## Request A
Echo the passage on ocean salinity word for word, starting with "According to Bingham" and going on through "salinity satellite data.".
=== Source excerpt ===
According to Bingham and his colleagues, the variations in the SISSS-max are the result of a “complex dance” of natural phenomena, including “changes in evaporation, precipitation, wind forcing, gyre-scale ocean circulation, and downward Ekman pumping (which results in areas of downwelling)” and further enhance the physical oceanography community’s understanding of the ocean’s role in the water cycle.
“Changes in these kinds of features over time can tell you how much water is coming in off of the ocean and how much is being rained back down,” Bingham said. “It may also demonstrate how ocean circulation changes over time.”
Beyond studying ocean processes, Bingham also studies the methods used to validate sea surface salinity satellite data.
In his most recent paper (which is in review at the time of this writing), Bingham, lead author Dr. Séverine Fournier of JPL, and others used the ECCO model to study the way that satellites sample the ocean so they could better distinguish subfootprint variability (i.e., the variability of sea surface salinity within the satellite’s observational footprint) from errors caused by instruments.
“We used one year of the high-resolution ECCO model output and pretended to fly the Aquarius, SMOS, and SMAP satellites over it," said Bingham. "The ocean was sampled using the satellites’ footprints and ground tracks. The model was also sampled using in-situ Argo float and mooring data. [Then] we generated gridded products for both the satellites and the float data.”
Through this effort, Bingham and his colleagues were able to make maps of subfootprint variability and quantify it globally, which had never been done at such high resolution.
=== Exercise data ===
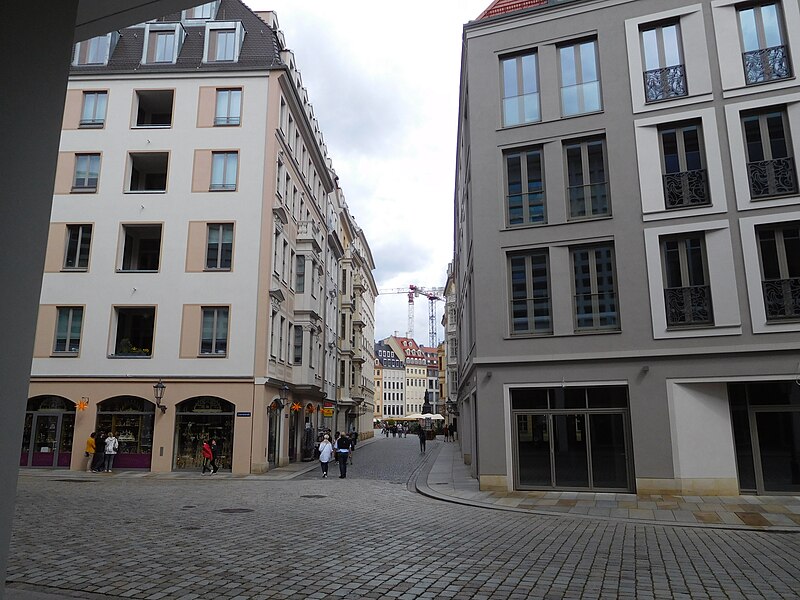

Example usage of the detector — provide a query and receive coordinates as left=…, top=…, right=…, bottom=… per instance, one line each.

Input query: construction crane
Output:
left=378, top=284, right=444, bottom=348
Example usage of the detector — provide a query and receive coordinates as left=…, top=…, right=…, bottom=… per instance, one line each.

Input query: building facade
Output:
left=454, top=0, right=800, bottom=494
left=20, top=0, right=374, bottom=474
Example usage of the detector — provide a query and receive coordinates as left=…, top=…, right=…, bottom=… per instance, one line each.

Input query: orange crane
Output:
left=378, top=284, right=444, bottom=348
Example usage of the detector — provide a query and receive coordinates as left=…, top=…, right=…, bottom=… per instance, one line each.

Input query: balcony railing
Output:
left=761, top=277, right=800, bottom=321
left=663, top=169, right=711, bottom=209
left=644, top=65, right=689, bottom=102
left=742, top=46, right=792, bottom=85
left=747, top=156, right=797, bottom=200
left=664, top=285, right=714, bottom=327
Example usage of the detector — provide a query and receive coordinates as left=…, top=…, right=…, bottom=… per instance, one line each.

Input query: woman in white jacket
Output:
left=319, top=433, right=333, bottom=479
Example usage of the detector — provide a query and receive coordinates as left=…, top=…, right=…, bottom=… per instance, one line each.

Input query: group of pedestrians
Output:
left=84, top=431, right=119, bottom=473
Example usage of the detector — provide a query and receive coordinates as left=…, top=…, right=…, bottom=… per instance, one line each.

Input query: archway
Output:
left=19, top=396, right=75, bottom=468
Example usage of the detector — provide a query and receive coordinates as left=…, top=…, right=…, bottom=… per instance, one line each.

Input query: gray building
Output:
left=454, top=0, right=800, bottom=495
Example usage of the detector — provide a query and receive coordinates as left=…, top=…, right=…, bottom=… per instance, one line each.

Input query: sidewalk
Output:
left=416, top=438, right=800, bottom=533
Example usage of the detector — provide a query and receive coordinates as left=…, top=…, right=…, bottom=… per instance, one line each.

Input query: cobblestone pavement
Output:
left=7, top=438, right=800, bottom=600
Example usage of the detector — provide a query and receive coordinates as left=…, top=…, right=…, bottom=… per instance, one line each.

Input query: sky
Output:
left=245, top=0, right=491, bottom=346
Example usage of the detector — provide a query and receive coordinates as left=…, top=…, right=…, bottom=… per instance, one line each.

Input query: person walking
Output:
left=104, top=431, right=119, bottom=473
left=200, top=440, right=214, bottom=475
left=336, top=434, right=350, bottom=479
left=319, top=433, right=333, bottom=479
left=417, top=427, right=427, bottom=454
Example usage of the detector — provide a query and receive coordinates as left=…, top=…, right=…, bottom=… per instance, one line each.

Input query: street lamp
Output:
left=153, top=379, right=167, bottom=415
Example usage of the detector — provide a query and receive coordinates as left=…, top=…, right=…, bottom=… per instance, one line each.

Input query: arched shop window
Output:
left=95, top=396, right=156, bottom=469
left=173, top=396, right=236, bottom=469
left=19, top=396, right=75, bottom=468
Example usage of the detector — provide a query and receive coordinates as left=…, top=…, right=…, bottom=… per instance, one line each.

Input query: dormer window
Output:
left=142, top=23, right=186, bottom=65
left=203, top=21, right=245, bottom=62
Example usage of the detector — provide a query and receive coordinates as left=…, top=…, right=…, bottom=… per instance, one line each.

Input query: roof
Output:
left=477, top=0, right=550, bottom=21
left=70, top=0, right=283, bottom=75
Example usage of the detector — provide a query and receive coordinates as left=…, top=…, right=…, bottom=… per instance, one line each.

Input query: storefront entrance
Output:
left=173, top=396, right=235, bottom=470
left=19, top=396, right=75, bottom=468
left=95, top=396, right=156, bottom=469
left=511, top=386, right=633, bottom=491
left=728, top=381, right=800, bottom=494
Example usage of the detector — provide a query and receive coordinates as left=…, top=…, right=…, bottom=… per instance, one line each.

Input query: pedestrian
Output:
left=211, top=440, right=219, bottom=475
left=104, top=431, right=119, bottom=473
left=336, top=434, right=350, bottom=479
left=319, top=433, right=333, bottom=479
left=200, top=440, right=214, bottom=475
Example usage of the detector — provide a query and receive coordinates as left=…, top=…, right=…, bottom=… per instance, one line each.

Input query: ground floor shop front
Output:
left=19, top=379, right=354, bottom=475
left=460, top=359, right=800, bottom=495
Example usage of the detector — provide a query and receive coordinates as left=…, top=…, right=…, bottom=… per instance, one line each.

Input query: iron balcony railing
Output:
left=664, top=285, right=714, bottom=327
left=644, top=65, right=689, bottom=102
left=663, top=169, right=711, bottom=209
left=742, top=46, right=792, bottom=85
left=761, top=277, right=800, bottom=321
left=747, top=156, right=797, bottom=199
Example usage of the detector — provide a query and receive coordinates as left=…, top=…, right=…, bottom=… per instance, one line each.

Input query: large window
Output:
left=661, top=234, right=714, bottom=327
left=558, top=40, right=603, bottom=117
left=505, top=148, right=546, bottom=225
left=509, top=251, right=552, bottom=335
left=200, top=307, right=228, bottom=356
left=571, top=246, right=619, bottom=331
left=564, top=138, right=611, bottom=219
left=742, top=109, right=797, bottom=200
left=756, top=222, right=800, bottom=321
left=53, top=306, right=83, bottom=353
left=64, top=225, right=92, bottom=271
left=500, top=53, right=541, bottom=127
left=642, top=23, right=688, bottom=102
left=659, top=123, right=711, bottom=209
left=738, top=2, right=792, bottom=85
left=209, top=152, right=239, bottom=191
left=206, top=223, right=233, bottom=271
left=214, top=88, right=242, bottom=126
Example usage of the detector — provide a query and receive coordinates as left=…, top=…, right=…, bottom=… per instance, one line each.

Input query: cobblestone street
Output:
left=7, top=437, right=800, bottom=600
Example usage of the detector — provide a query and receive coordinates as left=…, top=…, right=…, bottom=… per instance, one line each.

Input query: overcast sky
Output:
left=250, top=0, right=491, bottom=345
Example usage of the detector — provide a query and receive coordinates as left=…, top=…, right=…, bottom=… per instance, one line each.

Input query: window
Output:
left=72, top=154, right=100, bottom=192
left=571, top=246, right=619, bottom=331
left=64, top=225, right=92, bottom=271
left=53, top=306, right=83, bottom=353
left=505, top=148, right=546, bottom=225
left=200, top=307, right=228, bottom=356
left=756, top=222, right=800, bottom=321
left=114, top=306, right=156, bottom=357
left=79, top=92, right=108, bottom=128
left=558, top=40, right=602, bottom=117
left=564, top=139, right=611, bottom=219
left=118, top=225, right=161, bottom=271
left=209, top=152, right=239, bottom=191
left=659, top=123, right=711, bottom=209
left=206, top=223, right=233, bottom=271
left=509, top=251, right=552, bottom=335
left=127, top=152, right=169, bottom=192
left=742, top=110, right=797, bottom=200
left=642, top=23, right=689, bottom=102
left=214, top=88, right=242, bottom=126
left=500, top=53, right=541, bottom=127
left=661, top=234, right=714, bottom=327
left=738, top=2, right=792, bottom=85
left=136, top=90, right=174, bottom=127
left=294, top=254, right=306, bottom=294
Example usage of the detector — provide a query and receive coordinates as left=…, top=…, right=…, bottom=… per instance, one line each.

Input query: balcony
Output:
left=742, top=46, right=792, bottom=85
left=664, top=285, right=714, bottom=327
left=663, top=169, right=711, bottom=209
left=747, top=156, right=797, bottom=200
left=761, top=277, right=800, bottom=321
left=644, top=65, right=689, bottom=102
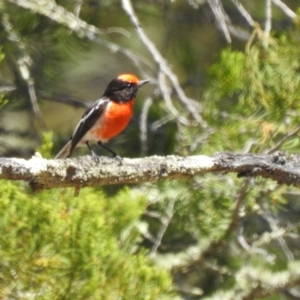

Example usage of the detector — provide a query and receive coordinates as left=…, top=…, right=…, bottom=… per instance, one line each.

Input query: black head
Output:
left=103, top=74, right=149, bottom=102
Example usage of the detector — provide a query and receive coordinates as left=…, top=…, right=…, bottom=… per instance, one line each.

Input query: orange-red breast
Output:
left=55, top=74, right=149, bottom=158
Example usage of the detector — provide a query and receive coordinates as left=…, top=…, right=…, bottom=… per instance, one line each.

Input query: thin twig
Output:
left=231, top=0, right=255, bottom=27
left=1, top=7, right=47, bottom=130
left=272, top=0, right=297, bottom=19
left=266, top=126, right=300, bottom=154
left=149, top=200, right=175, bottom=259
left=264, top=0, right=272, bottom=47
left=140, top=97, right=153, bottom=156
left=122, top=0, right=206, bottom=127
left=207, top=0, right=231, bottom=43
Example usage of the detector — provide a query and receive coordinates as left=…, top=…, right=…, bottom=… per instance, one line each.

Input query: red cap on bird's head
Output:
left=117, top=74, right=150, bottom=87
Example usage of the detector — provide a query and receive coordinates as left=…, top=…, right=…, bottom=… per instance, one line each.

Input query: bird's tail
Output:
left=54, top=140, right=72, bottom=159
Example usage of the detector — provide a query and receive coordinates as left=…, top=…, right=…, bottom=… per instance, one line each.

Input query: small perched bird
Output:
left=55, top=74, right=149, bottom=159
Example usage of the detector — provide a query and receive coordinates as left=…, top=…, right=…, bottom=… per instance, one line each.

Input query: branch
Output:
left=0, top=153, right=300, bottom=191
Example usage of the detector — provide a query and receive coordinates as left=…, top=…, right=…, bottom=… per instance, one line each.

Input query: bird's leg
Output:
left=85, top=142, right=100, bottom=164
left=97, top=142, right=122, bottom=164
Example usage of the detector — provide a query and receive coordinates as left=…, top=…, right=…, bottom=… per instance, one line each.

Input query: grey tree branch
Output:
left=0, top=153, right=300, bottom=191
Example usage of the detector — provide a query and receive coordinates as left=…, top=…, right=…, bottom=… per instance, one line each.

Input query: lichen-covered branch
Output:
left=0, top=153, right=300, bottom=191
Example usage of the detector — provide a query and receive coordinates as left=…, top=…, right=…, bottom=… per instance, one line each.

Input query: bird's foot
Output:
left=113, top=154, right=123, bottom=166
left=91, top=151, right=100, bottom=165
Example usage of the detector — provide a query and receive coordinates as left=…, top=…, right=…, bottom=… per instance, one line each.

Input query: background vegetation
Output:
left=0, top=0, right=300, bottom=300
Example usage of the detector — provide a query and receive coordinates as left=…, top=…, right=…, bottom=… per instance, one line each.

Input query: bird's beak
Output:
left=138, top=79, right=150, bottom=88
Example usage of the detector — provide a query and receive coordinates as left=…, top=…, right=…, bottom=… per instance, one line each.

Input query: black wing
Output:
left=70, top=98, right=110, bottom=152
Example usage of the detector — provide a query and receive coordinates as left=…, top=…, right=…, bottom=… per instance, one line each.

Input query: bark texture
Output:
left=0, top=152, right=300, bottom=191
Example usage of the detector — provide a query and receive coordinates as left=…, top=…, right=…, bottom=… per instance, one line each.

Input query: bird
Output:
left=54, top=74, right=150, bottom=161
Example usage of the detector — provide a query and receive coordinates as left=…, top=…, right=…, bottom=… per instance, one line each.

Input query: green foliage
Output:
left=0, top=181, right=171, bottom=299
left=37, top=131, right=53, bottom=158
left=203, top=34, right=300, bottom=152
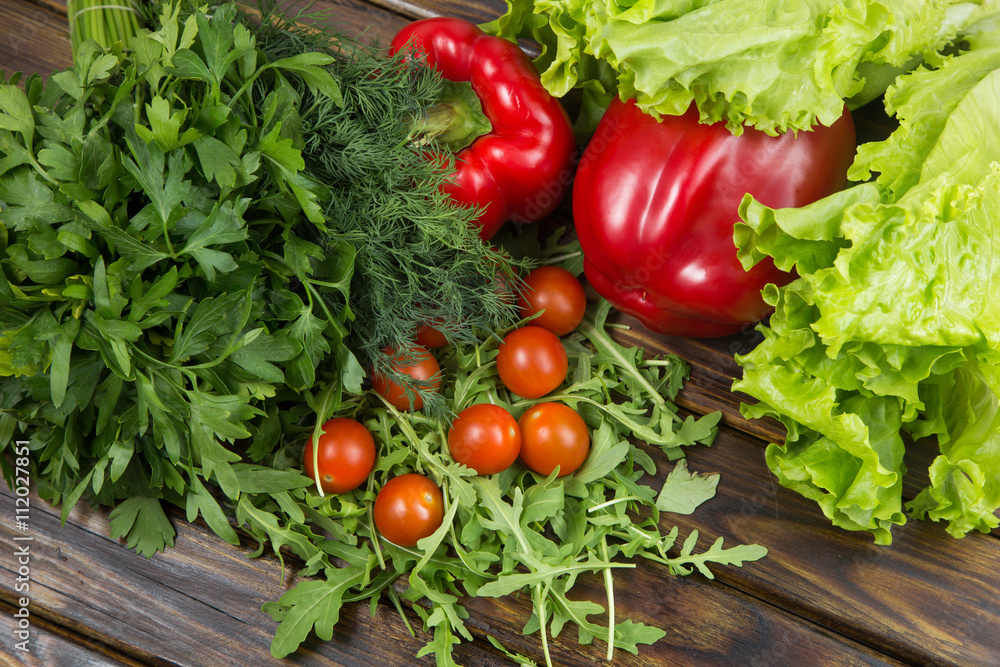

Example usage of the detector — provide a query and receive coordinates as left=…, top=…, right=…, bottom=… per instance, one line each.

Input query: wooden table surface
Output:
left=0, top=0, right=1000, bottom=667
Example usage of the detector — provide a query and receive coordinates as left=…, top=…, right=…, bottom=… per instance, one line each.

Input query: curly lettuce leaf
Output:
left=733, top=28, right=1000, bottom=543
left=486, top=0, right=980, bottom=134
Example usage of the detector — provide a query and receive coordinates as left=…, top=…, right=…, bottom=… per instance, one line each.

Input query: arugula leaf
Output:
left=656, top=459, right=719, bottom=514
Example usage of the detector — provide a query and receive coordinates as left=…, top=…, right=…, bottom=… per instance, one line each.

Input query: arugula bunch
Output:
left=0, top=0, right=514, bottom=555
left=258, top=301, right=766, bottom=665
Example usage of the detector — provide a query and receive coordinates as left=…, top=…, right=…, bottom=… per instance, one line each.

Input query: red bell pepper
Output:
left=573, top=99, right=856, bottom=337
left=389, top=17, right=576, bottom=239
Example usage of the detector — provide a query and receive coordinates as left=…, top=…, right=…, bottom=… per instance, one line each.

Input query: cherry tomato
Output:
left=372, top=345, right=441, bottom=410
left=518, top=266, right=587, bottom=336
left=372, top=472, right=444, bottom=547
left=497, top=326, right=569, bottom=398
left=416, top=323, right=448, bottom=349
left=448, top=403, right=521, bottom=475
left=302, top=417, right=375, bottom=493
left=517, top=403, right=590, bottom=477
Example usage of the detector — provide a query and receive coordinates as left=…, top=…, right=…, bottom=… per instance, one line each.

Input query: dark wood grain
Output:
left=674, top=430, right=1000, bottom=667
left=0, top=488, right=528, bottom=667
left=0, top=490, right=916, bottom=667
left=0, top=0, right=72, bottom=78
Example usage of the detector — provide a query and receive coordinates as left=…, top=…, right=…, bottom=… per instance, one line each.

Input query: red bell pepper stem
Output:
left=389, top=17, right=576, bottom=239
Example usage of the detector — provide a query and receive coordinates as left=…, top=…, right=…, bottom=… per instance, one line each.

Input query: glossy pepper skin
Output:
left=573, top=99, right=856, bottom=338
left=389, top=17, right=576, bottom=240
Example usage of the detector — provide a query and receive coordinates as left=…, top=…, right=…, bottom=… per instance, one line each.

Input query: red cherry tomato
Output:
left=302, top=417, right=375, bottom=493
left=416, top=323, right=448, bottom=350
left=448, top=403, right=521, bottom=475
left=517, top=403, right=590, bottom=477
left=518, top=266, right=587, bottom=336
left=372, top=472, right=444, bottom=547
left=372, top=346, right=441, bottom=410
left=497, top=326, right=569, bottom=398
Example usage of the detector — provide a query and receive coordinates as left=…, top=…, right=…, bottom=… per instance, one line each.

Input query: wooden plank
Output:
left=0, top=482, right=912, bottom=667
left=0, top=488, right=532, bottom=667
left=0, top=603, right=144, bottom=667
left=674, top=430, right=1000, bottom=667
left=0, top=0, right=72, bottom=78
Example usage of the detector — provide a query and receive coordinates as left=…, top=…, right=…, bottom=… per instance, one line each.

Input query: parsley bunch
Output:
left=0, top=0, right=515, bottom=555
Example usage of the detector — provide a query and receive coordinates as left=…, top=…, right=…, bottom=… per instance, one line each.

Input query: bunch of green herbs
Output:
left=0, top=0, right=515, bottom=555
left=258, top=294, right=766, bottom=665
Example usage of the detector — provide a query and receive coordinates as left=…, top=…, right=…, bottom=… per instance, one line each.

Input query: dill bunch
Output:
left=244, top=0, right=522, bottom=408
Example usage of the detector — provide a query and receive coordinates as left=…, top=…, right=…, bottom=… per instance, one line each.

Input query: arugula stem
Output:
left=312, top=383, right=339, bottom=498
left=601, top=535, right=615, bottom=662
left=580, top=320, right=667, bottom=405
left=587, top=496, right=642, bottom=513
left=541, top=250, right=583, bottom=266
left=535, top=583, right=552, bottom=667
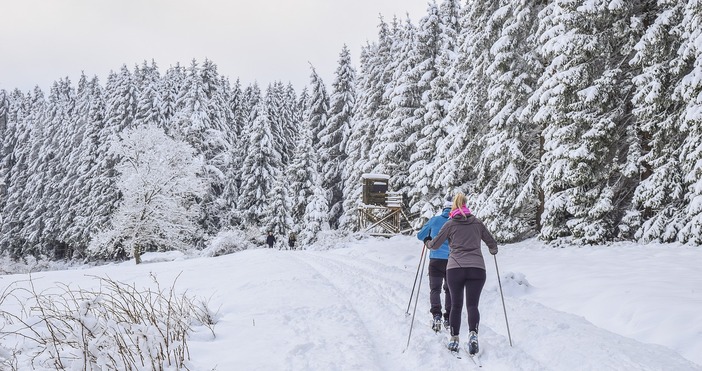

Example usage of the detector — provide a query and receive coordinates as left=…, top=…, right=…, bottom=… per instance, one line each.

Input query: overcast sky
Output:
left=0, top=0, right=432, bottom=92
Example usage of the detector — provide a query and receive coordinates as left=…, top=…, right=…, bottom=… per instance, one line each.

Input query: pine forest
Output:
left=0, top=0, right=702, bottom=261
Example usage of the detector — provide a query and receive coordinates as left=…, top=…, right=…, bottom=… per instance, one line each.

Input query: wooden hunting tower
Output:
left=358, top=174, right=412, bottom=237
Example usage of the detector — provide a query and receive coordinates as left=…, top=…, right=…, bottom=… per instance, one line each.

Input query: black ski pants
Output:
left=429, top=259, right=451, bottom=319
left=446, top=268, right=486, bottom=335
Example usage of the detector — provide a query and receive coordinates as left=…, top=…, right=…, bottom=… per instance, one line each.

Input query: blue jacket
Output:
left=417, top=207, right=451, bottom=259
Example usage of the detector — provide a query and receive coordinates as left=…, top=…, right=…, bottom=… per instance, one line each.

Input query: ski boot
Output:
left=447, top=335, right=460, bottom=352
left=431, top=315, right=441, bottom=332
left=468, top=331, right=479, bottom=355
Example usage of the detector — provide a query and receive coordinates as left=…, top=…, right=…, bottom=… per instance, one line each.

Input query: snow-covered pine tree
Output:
left=237, top=90, right=282, bottom=228
left=61, top=75, right=110, bottom=258
left=161, top=63, right=186, bottom=136
left=263, top=82, right=292, bottom=165
left=674, top=0, right=702, bottom=245
left=368, top=16, right=420, bottom=198
left=261, top=172, right=294, bottom=247
left=0, top=87, right=46, bottom=259
left=340, top=17, right=393, bottom=230
left=619, top=0, right=685, bottom=242
left=319, top=45, right=356, bottom=229
left=171, top=60, right=230, bottom=234
left=224, top=79, right=249, bottom=226
left=298, top=174, right=329, bottom=246
left=305, top=65, right=329, bottom=148
left=36, top=78, right=82, bottom=258
left=286, top=114, right=318, bottom=232
left=532, top=0, right=636, bottom=243
left=0, top=89, right=10, bottom=215
left=105, top=65, right=139, bottom=134
left=407, top=0, right=461, bottom=218
left=89, top=125, right=206, bottom=264
left=134, top=61, right=166, bottom=127
left=473, top=0, right=543, bottom=242
left=429, top=0, right=500, bottom=196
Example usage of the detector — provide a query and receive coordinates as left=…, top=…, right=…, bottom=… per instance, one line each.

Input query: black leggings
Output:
left=446, top=268, right=486, bottom=335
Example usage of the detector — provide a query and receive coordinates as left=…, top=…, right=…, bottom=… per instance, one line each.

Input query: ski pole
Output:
left=492, top=255, right=512, bottom=346
left=405, top=247, right=427, bottom=316
left=402, top=243, right=427, bottom=353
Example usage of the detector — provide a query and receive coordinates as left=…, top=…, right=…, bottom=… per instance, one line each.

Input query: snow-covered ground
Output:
left=0, top=236, right=702, bottom=371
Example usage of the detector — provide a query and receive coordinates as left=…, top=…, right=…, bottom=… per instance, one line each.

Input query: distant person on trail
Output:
left=288, top=232, right=297, bottom=250
left=426, top=193, right=497, bottom=355
left=417, top=196, right=452, bottom=332
left=266, top=232, right=275, bottom=248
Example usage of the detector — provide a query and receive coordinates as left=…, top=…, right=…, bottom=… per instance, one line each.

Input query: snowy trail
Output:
left=0, top=237, right=702, bottom=371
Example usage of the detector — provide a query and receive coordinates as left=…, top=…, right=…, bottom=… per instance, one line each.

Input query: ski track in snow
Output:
left=0, top=238, right=702, bottom=371
left=296, top=244, right=699, bottom=371
left=298, top=250, right=548, bottom=370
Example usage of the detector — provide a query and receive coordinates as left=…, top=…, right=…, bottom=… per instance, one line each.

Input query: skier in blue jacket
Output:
left=417, top=200, right=451, bottom=332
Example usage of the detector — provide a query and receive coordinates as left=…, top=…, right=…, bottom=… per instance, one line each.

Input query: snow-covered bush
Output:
left=0, top=276, right=217, bottom=370
left=202, top=229, right=256, bottom=256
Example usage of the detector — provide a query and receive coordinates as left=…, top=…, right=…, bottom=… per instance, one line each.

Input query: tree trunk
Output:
left=134, top=245, right=141, bottom=264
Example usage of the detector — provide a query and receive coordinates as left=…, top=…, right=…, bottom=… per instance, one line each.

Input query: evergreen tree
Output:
left=237, top=99, right=281, bottom=228
left=305, top=66, right=329, bottom=148
left=90, top=125, right=205, bottom=264
left=0, top=88, right=46, bottom=258
left=474, top=0, right=542, bottom=241
left=674, top=0, right=702, bottom=245
left=430, top=0, right=500, bottom=196
left=619, top=0, right=685, bottom=242
left=533, top=0, right=635, bottom=243
left=287, top=120, right=318, bottom=228
left=340, top=18, right=393, bottom=229
left=261, top=172, right=293, bottom=246
left=319, top=45, right=356, bottom=228
left=368, top=15, right=422, bottom=196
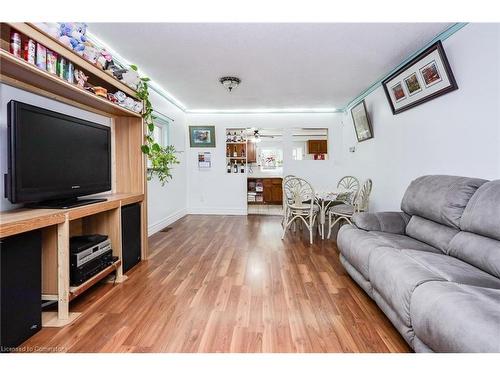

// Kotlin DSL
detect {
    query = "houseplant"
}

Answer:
[130,65,180,186]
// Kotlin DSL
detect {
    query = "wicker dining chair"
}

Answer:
[327,179,373,238]
[334,176,359,205]
[281,174,296,228]
[281,177,319,244]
===
## Request B
Arrange the entries as a JSON list of strings, one string per line, starting at the beginning of the entries and going on through the line that contains "left=416, top=438, right=800, bottom=533". Leave out blank lines and pictures.

## Full answer A
According to Bingham and his colleagues, the variations in the SISSS-max are the result of a “complex dance” of natural phenomena, including “changes in evaporation, precipitation, wind forcing, gyre-scale ocean circulation, and downward Ekman pumping (which results in areas of downwelling)” and further enhance the physical oceanography community’s understanding of the ocean’s role in the water cycle.
“Changes in these kinds of features over time can tell you how much water is coming in off of the ocean and how much is being rained back down,” Bingham said. “It may also demonstrate how ocean circulation changes over time.”
Beyond studying ocean processes, Bingham also studies the methods used to validate sea surface salinity satellite data.

## Full answer B
[
  "Example usage of the detector — provide a query and receive coordinates as left=…, top=…, right=…, bottom=… per instance, one line each.",
  "Input query: construction crane",
  "Output:",
  "left=378, top=284, right=444, bottom=348",
  "Example usage of the detector — provide a query and receive coordinates as left=…, top=…, right=…, bottom=… per instance, one line each.",
  "Input query: building facade",
  "Output:",
  "left=454, top=0, right=800, bottom=494",
  "left=20, top=0, right=374, bottom=474",
  "Example usage of the detector — provide a query and receive coordinates as left=…, top=…, right=…, bottom=… per instance, one line each.",
  "Input query: orange crane",
  "Output:",
  "left=378, top=284, right=444, bottom=348",
  "Example usage of the detector — provide a query and receive coordinates as left=…, top=…, right=…, bottom=… per instance, one line each.",
  "Input query: balcony railing",
  "Output:",
  "left=761, top=277, right=800, bottom=321",
  "left=663, top=169, right=711, bottom=209",
  "left=644, top=65, right=689, bottom=102",
  "left=742, top=46, right=792, bottom=85",
  "left=747, top=156, right=797, bottom=200",
  "left=664, top=285, right=714, bottom=327",
  "Example usage of the detector — provide a query and receive coordinates as left=…, top=…, right=…, bottom=… per instance, one line each.",
  "Input query: woman in white jacket",
  "Output:",
  "left=319, top=433, right=333, bottom=479",
  "Example usage of the detector — provide a query and receive coordinates as left=…, top=…, right=…, bottom=… per instance, one line each.",
  "Input query: group of pedestrians",
  "Output:",
  "left=84, top=431, right=119, bottom=473",
  "Example usage of the detector — provide a query and receive coordinates as left=…, top=…, right=…, bottom=… per instance, one line each.",
  "Input query: archway",
  "Output:",
  "left=19, top=396, right=75, bottom=468",
  "Example usage of the detector — provide a query and receive coordinates as left=…, top=…, right=…, bottom=… per instance, one line each.",
  "Input query: gray building",
  "Output:",
  "left=454, top=0, right=800, bottom=495",
  "Example usage of the detector — provide a query and receive coordinates as left=…, top=…, right=…, bottom=… per instance, one line each.",
  "Input query: sidewalk",
  "Output:",
  "left=416, top=438, right=800, bottom=533"
]